◆ **Instruction**:
In the entries below, take everything from the line containing "On-screen element detection: the tiled" down to the line containing "xmin=330 ymin=1110 xmax=600 ymax=1329", both included. Put only those lines into a JSON list of strings, one string per line, with blank lines left out.

—————

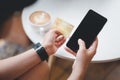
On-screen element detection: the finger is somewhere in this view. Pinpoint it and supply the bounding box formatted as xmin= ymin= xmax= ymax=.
xmin=64 ymin=47 xmax=76 ymax=56
xmin=89 ymin=38 xmax=98 ymax=51
xmin=55 ymin=35 xmax=64 ymax=42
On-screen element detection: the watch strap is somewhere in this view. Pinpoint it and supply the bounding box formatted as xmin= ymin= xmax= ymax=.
xmin=33 ymin=43 xmax=49 ymax=61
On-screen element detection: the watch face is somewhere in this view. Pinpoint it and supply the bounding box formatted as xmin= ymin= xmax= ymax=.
xmin=33 ymin=43 xmax=49 ymax=61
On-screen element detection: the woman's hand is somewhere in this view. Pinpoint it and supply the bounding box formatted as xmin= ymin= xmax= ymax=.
xmin=42 ymin=29 xmax=66 ymax=55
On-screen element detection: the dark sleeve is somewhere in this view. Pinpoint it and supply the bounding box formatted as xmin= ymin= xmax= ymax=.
xmin=0 ymin=0 xmax=37 ymax=25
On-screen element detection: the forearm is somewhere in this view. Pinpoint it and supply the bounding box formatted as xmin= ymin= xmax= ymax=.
xmin=0 ymin=49 xmax=41 ymax=80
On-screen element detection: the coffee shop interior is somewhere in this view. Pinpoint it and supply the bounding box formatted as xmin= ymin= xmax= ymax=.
xmin=0 ymin=0 xmax=120 ymax=80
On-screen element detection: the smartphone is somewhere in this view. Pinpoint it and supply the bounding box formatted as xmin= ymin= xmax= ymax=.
xmin=66 ymin=10 xmax=107 ymax=52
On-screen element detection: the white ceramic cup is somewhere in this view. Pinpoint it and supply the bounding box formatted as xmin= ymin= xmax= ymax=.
xmin=29 ymin=10 xmax=51 ymax=35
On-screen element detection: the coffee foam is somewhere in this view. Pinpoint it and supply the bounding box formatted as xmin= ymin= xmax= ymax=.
xmin=29 ymin=11 xmax=51 ymax=26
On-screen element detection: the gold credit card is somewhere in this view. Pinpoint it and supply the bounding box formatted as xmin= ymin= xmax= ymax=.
xmin=51 ymin=18 xmax=74 ymax=38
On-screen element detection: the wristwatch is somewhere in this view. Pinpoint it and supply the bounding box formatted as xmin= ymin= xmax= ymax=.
xmin=33 ymin=43 xmax=49 ymax=61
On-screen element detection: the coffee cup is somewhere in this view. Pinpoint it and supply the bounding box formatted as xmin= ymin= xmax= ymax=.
xmin=29 ymin=10 xmax=51 ymax=35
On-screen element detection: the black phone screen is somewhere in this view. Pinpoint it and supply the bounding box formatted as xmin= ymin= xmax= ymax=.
xmin=66 ymin=10 xmax=107 ymax=52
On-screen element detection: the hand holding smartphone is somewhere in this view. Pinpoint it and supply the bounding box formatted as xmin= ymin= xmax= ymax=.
xmin=66 ymin=10 xmax=107 ymax=52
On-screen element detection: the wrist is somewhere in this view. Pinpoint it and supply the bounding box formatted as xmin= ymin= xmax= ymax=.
xmin=33 ymin=43 xmax=49 ymax=61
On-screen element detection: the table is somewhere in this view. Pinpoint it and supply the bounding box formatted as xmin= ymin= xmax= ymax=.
xmin=22 ymin=0 xmax=120 ymax=62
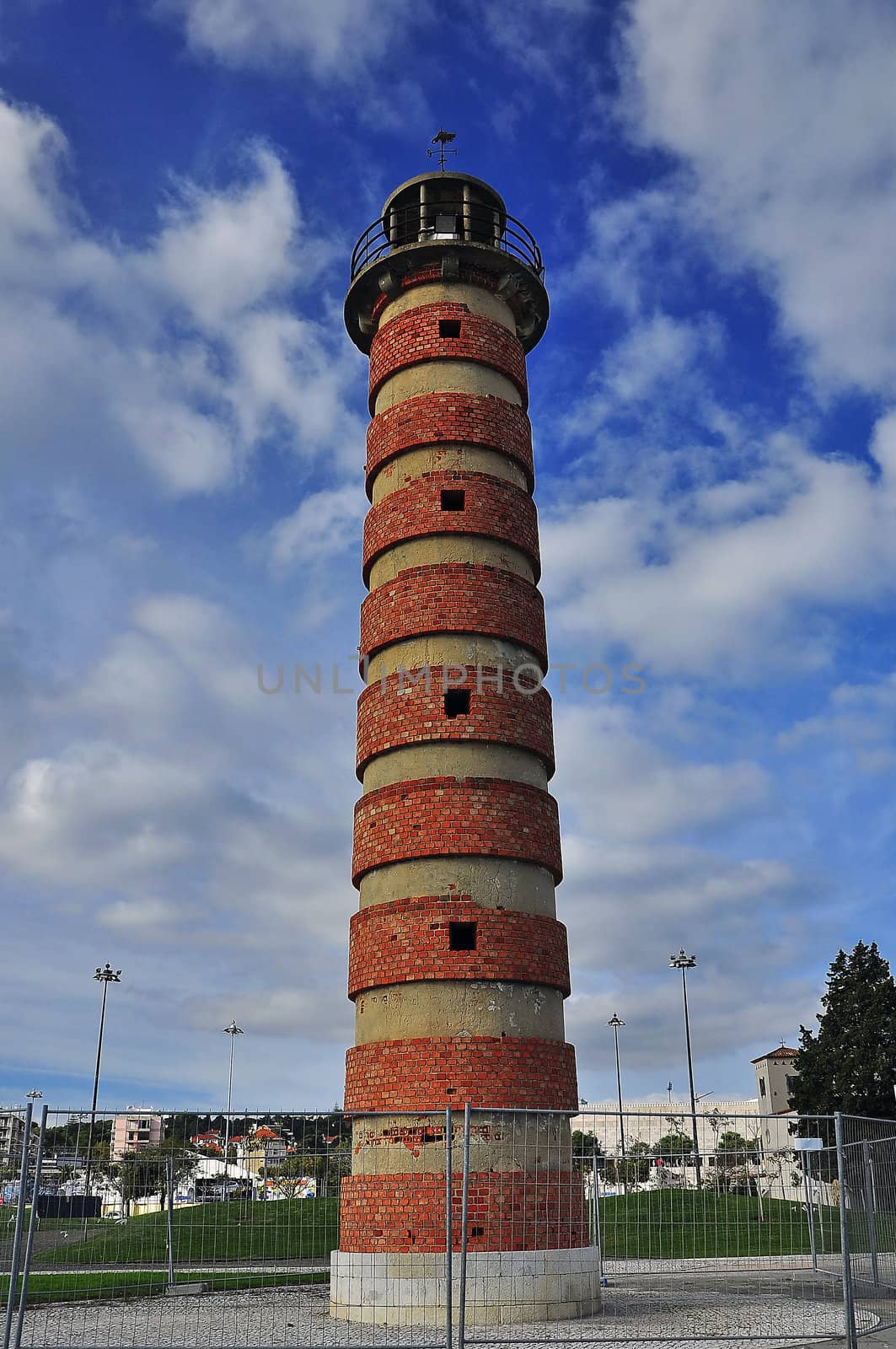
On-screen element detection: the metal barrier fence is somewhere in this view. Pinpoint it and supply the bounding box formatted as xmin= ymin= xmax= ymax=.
xmin=0 ymin=1104 xmax=896 ymax=1349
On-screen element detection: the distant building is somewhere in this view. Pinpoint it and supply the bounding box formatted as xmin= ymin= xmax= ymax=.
xmin=190 ymin=1129 xmax=224 ymax=1153
xmin=0 ymin=1110 xmax=30 ymax=1167
xmin=231 ymin=1125 xmax=289 ymax=1175
xmin=753 ymin=1044 xmax=797 ymax=1115
xmin=110 ymin=1109 xmax=164 ymax=1162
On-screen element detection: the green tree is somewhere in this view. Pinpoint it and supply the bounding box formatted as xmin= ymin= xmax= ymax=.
xmin=790 ymin=942 xmax=896 ymax=1120
xmin=265 ymin=1156 xmax=317 ymax=1199
xmin=103 ymin=1140 xmax=198 ymax=1212
xmin=653 ymin=1133 xmax=694 ymax=1165
xmin=715 ymin=1129 xmax=759 ymax=1167
xmin=604 ymin=1138 xmax=653 ymax=1185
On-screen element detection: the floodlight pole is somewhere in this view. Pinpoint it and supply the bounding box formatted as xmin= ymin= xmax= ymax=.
xmin=83 ymin=960 xmax=121 ymax=1230
xmin=222 ymin=1021 xmax=244 ymax=1190
xmin=669 ymin=947 xmax=701 ymax=1190
xmin=607 ymin=1012 xmax=629 ymax=1194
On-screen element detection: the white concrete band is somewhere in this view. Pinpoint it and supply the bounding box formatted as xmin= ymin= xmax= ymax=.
xmin=330 ymin=1246 xmax=600 ymax=1331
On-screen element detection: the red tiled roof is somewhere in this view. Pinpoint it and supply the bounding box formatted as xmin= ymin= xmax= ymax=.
xmin=750 ymin=1044 xmax=799 ymax=1063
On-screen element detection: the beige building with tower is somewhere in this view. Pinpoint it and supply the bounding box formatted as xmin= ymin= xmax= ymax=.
xmin=753 ymin=1044 xmax=797 ymax=1115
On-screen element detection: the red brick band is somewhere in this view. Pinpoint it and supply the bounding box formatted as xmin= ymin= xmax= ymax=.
xmin=371 ymin=261 xmax=512 ymax=326
xmin=364 ymin=470 xmax=541 ymax=583
xmin=368 ymin=301 xmax=529 ymax=416
xmin=357 ymin=665 xmax=553 ymax=777
xmin=339 ymin=1169 xmax=590 ymax=1252
xmin=360 ymin=562 xmax=548 ymax=670
xmin=346 ymin=1035 xmax=579 ymax=1115
xmin=367 ymin=394 xmax=534 ymax=497
xmin=352 ymin=777 xmax=563 ymax=885
xmin=348 ymin=895 xmax=570 ymax=998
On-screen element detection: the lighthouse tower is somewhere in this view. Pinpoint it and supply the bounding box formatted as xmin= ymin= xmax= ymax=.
xmin=330 ymin=171 xmax=599 ymax=1325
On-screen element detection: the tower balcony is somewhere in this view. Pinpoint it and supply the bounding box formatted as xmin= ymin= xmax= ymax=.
xmin=346 ymin=173 xmax=550 ymax=352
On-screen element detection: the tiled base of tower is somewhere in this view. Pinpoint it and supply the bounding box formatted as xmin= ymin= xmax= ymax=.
xmin=330 ymin=1246 xmax=600 ymax=1333
xmin=330 ymin=1110 xmax=600 ymax=1329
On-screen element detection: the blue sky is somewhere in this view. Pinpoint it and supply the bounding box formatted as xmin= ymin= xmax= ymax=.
xmin=0 ymin=0 xmax=896 ymax=1109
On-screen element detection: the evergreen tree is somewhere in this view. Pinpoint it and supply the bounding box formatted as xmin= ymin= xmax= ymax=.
xmin=791 ymin=942 xmax=896 ymax=1120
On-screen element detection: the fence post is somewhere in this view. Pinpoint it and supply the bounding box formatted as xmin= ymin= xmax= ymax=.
xmin=458 ymin=1101 xmax=469 ymax=1349
xmin=9 ymin=1104 xmax=50 ymax=1349
xmin=862 ymin=1138 xmax=880 ymax=1286
xmin=445 ymin=1104 xmax=455 ymax=1349
xmin=3 ymin=1101 xmax=34 ymax=1349
xmin=591 ymin=1144 xmax=604 ymax=1279
xmin=834 ymin=1110 xmax=857 ymax=1349
xmin=164 ymin=1158 xmax=174 ymax=1287
xmin=800 ymin=1152 xmax=818 ymax=1270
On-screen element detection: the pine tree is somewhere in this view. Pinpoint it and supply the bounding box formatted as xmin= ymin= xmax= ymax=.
xmin=791 ymin=942 xmax=896 ymax=1120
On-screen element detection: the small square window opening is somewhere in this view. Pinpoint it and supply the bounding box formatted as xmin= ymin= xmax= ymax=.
xmin=448 ymin=922 xmax=476 ymax=951
xmin=445 ymin=688 xmax=469 ymax=717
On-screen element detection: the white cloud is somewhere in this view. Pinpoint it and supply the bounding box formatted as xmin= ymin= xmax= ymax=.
xmin=777 ymin=673 xmax=896 ymax=777
xmin=269 ymin=486 xmax=367 ymax=567
xmin=555 ymin=704 xmax=770 ymax=843
xmin=0 ymin=94 xmax=362 ymax=495
xmin=0 ymin=740 xmax=208 ymax=885
xmin=543 ymin=418 xmax=896 ymax=681
xmin=561 ymin=313 xmax=725 ymax=436
xmin=150 ymin=0 xmax=414 ymax=81
xmin=624 ymin=0 xmax=896 ymax=390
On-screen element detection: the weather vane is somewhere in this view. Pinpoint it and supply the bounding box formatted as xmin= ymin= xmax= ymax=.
xmin=427 ymin=126 xmax=458 ymax=173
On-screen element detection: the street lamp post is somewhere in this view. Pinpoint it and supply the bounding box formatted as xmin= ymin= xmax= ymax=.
xmin=669 ymin=947 xmax=700 ymax=1190
xmin=83 ymin=960 xmax=121 ymax=1228
xmin=222 ymin=1021 xmax=244 ymax=1190
xmin=607 ymin=1012 xmax=629 ymax=1194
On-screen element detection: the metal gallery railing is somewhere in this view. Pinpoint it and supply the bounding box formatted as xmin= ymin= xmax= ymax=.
xmin=351 ymin=200 xmax=544 ymax=281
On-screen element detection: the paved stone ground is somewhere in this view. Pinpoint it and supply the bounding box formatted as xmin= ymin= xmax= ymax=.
xmin=12 ymin=1275 xmax=879 ymax=1349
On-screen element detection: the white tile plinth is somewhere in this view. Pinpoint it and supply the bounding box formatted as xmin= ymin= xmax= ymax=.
xmin=330 ymin=1246 xmax=600 ymax=1330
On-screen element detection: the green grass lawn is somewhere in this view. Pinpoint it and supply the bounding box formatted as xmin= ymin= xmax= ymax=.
xmin=600 ymin=1190 xmax=896 ymax=1260
xmin=35 ymin=1196 xmax=339 ymax=1268
xmin=0 ymin=1270 xmax=328 ymax=1306
xmin=34 ymin=1190 xmax=896 ymax=1280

—————

◆ **Answer to the task**:
[
  "On-screen element detection: the tiled base of tower is somewhere in this view. Pinpoint it and supply the bounding box formatted as xmin= ymin= xmax= ymax=.",
  "xmin=330 ymin=1246 xmax=600 ymax=1333",
  "xmin=330 ymin=1110 xmax=600 ymax=1329"
]